• STATED GOAL 1:
Copy the records from the line with "Where might the metal pot be in this frame?" to the line with "[274,168,325,188]" into a numbered list, skipping blank lines and leaving out the pictures.

Skip to main content

Overview

The ingestion API triggers TechCal’s automated event collection pipeline. It fetches events from configured sources (RSS feeds, APIs, ICS calendars, HTML scrapers), normalizes data, and queues events for moderation.
Admin-only endpoint. Requires is_admin=true in user profile.

Authentication

Requires both:
  1. Valid Supabase authentication token
  2. Admin user privileges (profiles.is_admin = true)
Authorization: Bearer <supabase_access_token>

Request

HTTP Method

POST /api/admin/ingestion/run

Headers

Content-Type
string
required
Must be application/json

Body Parameters

sourceId
string
UUID of specific ingestion source to run. If omitted, runs all active sources.
limit
number
default:"100"
Maximum number of events to normalize after ingestion

Response

Success Response (200)

success
boolean
required
Always true for successful ingestion runs
message
string
required
Human-readable status message
summary
object
required
timestamp
string
required
ISO 8601 timestamp of ingestion completion

Error Responses

{
  "error": "Unauthorized"
}

Examples

Run All Sources

curl -X POST https://kurecal.app/api/admin/ingestion/run \
  -H "Content-Type: application/json" \
  -H "Authorization: Bearer <admin_token>" \
  -d '{}'

Run Specific Source

curl -X POST https://kurecal.app/api/admin/ingestion/run \
  -H "Content-Type: application/json" \
  -H "Authorization: Bearer <admin_token>" \
  -d '{
    "sourceId": "550e8400-e29b-41d4-a716-446655440000",
    "limit": 50
  }'

Ingestion Pipeline

Pipeline Stages

  1. Source Selection
    • If sourceId provided: Fetch single source
    • Otherwise: Fetch all sources where is_active=true
  2. Interval Check
    • Skip sources fetched within their fetch_interval_minutes
    • Manual triggers bypass this check (force fetch)

• STATED GOAL 2:
In the ingestion API documentation, what is the default value of the limit body parameter?

• GIVEN RECORDS:
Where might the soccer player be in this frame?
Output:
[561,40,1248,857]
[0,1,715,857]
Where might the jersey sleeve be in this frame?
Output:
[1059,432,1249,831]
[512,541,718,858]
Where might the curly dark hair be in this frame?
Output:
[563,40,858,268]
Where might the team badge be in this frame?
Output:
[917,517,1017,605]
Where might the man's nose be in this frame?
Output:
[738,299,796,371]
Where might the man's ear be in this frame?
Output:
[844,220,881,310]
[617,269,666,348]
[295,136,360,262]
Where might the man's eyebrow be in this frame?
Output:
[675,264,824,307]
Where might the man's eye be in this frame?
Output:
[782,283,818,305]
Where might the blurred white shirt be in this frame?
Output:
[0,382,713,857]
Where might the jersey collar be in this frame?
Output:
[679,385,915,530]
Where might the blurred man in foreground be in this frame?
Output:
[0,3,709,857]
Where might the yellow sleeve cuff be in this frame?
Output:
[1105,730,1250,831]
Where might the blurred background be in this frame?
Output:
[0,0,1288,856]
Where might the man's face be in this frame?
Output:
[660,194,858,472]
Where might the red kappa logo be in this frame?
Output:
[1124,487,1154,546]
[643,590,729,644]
==
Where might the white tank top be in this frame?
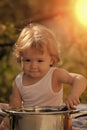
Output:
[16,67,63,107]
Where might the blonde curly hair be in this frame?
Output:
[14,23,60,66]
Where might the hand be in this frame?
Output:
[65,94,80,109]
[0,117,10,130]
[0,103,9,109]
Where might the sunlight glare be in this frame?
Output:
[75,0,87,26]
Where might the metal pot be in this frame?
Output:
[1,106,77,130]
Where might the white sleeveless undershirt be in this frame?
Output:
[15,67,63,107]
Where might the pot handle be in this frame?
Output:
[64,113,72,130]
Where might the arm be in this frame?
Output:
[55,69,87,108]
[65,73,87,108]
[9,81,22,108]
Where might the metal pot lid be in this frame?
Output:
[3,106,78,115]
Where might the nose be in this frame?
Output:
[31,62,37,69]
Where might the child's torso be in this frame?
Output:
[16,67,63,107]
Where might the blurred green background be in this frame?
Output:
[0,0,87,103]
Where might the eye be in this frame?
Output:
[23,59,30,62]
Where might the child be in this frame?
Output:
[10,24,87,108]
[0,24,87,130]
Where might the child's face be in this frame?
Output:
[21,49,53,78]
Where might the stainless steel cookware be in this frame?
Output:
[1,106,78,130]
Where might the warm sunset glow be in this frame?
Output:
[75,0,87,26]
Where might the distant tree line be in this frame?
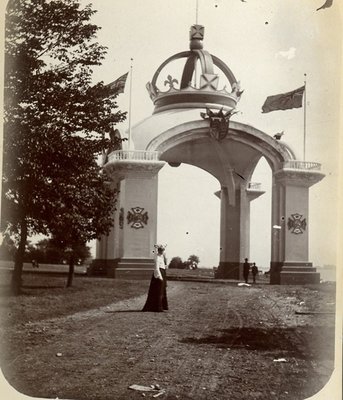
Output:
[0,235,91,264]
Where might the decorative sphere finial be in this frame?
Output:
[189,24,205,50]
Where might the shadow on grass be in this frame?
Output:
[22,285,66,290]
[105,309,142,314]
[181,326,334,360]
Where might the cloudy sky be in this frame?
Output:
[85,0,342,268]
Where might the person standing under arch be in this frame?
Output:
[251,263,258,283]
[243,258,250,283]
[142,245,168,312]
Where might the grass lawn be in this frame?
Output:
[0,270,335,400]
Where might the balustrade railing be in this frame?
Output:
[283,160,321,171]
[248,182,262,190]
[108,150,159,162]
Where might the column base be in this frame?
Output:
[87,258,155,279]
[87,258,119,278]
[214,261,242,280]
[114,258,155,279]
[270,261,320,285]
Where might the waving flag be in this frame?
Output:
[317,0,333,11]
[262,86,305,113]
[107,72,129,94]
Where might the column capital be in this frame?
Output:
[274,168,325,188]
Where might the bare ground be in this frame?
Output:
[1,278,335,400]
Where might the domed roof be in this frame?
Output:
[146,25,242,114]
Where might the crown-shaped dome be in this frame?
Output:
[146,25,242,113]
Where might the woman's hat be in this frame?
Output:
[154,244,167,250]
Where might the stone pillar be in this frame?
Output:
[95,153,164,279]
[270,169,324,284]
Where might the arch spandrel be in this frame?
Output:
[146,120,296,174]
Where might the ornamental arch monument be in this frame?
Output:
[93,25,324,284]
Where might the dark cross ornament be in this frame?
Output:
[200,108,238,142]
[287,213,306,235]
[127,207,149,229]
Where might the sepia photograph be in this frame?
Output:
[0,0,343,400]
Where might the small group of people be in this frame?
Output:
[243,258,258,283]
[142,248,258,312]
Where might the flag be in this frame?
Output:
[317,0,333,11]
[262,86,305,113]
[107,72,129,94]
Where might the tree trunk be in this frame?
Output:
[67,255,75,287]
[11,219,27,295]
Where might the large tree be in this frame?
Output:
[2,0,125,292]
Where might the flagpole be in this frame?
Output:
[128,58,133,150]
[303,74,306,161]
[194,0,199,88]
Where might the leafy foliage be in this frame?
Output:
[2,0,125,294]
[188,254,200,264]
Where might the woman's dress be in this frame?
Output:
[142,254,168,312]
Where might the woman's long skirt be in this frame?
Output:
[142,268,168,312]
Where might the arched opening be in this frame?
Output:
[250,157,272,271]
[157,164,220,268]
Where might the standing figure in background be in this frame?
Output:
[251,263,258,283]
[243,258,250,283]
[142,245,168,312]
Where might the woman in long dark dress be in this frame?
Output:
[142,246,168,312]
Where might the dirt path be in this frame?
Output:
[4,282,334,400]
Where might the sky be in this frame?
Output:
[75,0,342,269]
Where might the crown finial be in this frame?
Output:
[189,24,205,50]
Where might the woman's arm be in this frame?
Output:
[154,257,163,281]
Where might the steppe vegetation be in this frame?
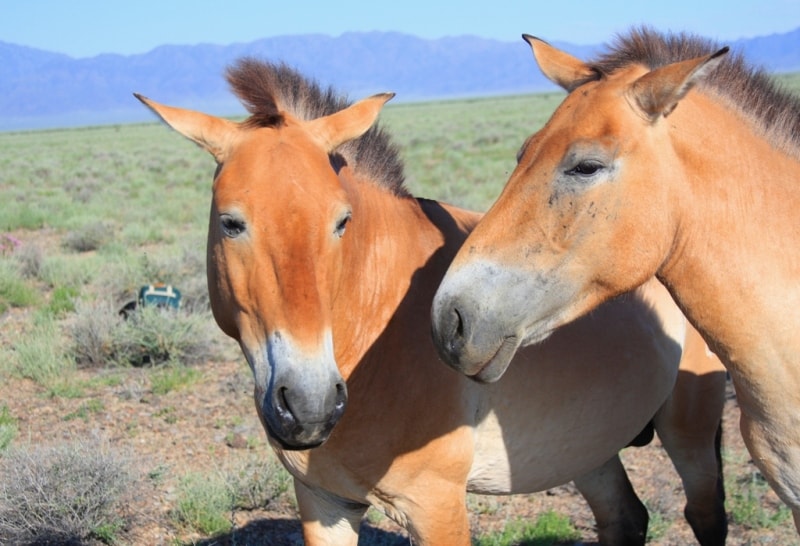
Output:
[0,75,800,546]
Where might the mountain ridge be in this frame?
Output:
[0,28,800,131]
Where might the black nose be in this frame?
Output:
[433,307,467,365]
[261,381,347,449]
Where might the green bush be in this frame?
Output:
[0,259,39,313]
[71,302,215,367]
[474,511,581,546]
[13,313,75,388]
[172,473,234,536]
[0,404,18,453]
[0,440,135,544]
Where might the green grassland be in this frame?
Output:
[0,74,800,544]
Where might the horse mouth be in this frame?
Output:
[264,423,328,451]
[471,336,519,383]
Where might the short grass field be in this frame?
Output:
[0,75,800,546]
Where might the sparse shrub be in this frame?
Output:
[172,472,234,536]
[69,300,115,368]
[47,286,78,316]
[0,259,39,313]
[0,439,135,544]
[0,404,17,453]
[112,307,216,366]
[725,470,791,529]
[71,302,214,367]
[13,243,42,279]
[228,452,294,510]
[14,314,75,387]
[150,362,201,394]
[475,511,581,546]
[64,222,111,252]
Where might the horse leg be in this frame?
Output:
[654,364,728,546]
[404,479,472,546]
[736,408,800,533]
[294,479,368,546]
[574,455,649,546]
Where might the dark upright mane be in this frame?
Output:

• EXPECTED ANSWER 1:
1. Where might the metal pot be in this frame?
2. Output:
3. [1,106,77,130]
4. Where might the white sleeveless undershirt be in this frame?
5. Output:
6. [15,67,63,107]
7. Where might the pot handle be in this frame?
8. Output:
9. [64,113,72,130]
10. Where might the arm be in this frame?
11. Output:
12. [55,69,87,108]
13. [65,73,87,108]
14. [9,81,22,108]
15. Where might the metal pot lid be in this frame?
16. Output:
17. [3,106,78,115]
18. Where might the nose be in this frame?
19. Output:
20. [31,62,37,69]
21. Where might the child's torso be in this frame?
22. Output:
23. [16,67,63,107]
24. Where might the blurred green background be in this frame?
25. Output:
26. [0,0,87,103]
27. Where might the eye be in this frame?
28. Output:
29. [23,59,30,62]
30. Where might the child be in this frame?
31. Output:
32. [10,24,87,108]
33. [0,24,87,130]
34. Where might the child's face be in this frame?
35. Output:
36. [21,49,53,78]
37. Where might the stainless steel cookware be in this frame?
38. Output:
39. [1,106,78,130]
40. Where might the warm sunset glow be in this frame?
41. Output:
42. [75,0,87,26]
43. Where might the distant tree line be in this frame?
44. Output:
45. [0,235,91,264]
46. Where might the decorative sphere finial be in this frame?
47. Output:
48. [189,24,205,50]
49. Where might the shadow on grass be in this frame?
50. Output:
51. [22,285,66,290]
52. [105,309,142,314]
53. [181,326,334,360]
54. Where might the cloudy sky be in this frame?
55. Output:
56. [85,0,342,268]
57. Where might the person standing under arch be in this frame?
58. Output:
59. [251,263,258,283]
60. [243,258,250,283]
61. [142,245,168,312]
62. Where might the grass lawn be in this frame?
63. Output:
64. [0,270,335,400]
65. Where might the balustrade railing be in this frame?
66. Output:
67. [283,160,321,171]
68. [248,182,262,190]
69. [108,150,159,162]
70. Where might the column base be in this frame?
71. Output:
72. [87,258,155,279]
73. [87,258,119,278]
74. [214,261,242,280]
75. [114,258,155,279]
76. [270,261,320,285]
77. Where might the waving flag be in this frame?
78. Output:
79. [317,0,333,11]
80. [262,86,305,113]
81. [107,72,129,94]
82. Where might the column capital be in this frame?
83. Output:
84. [274,168,325,188]

• EXPECTED ANSWER 2:
100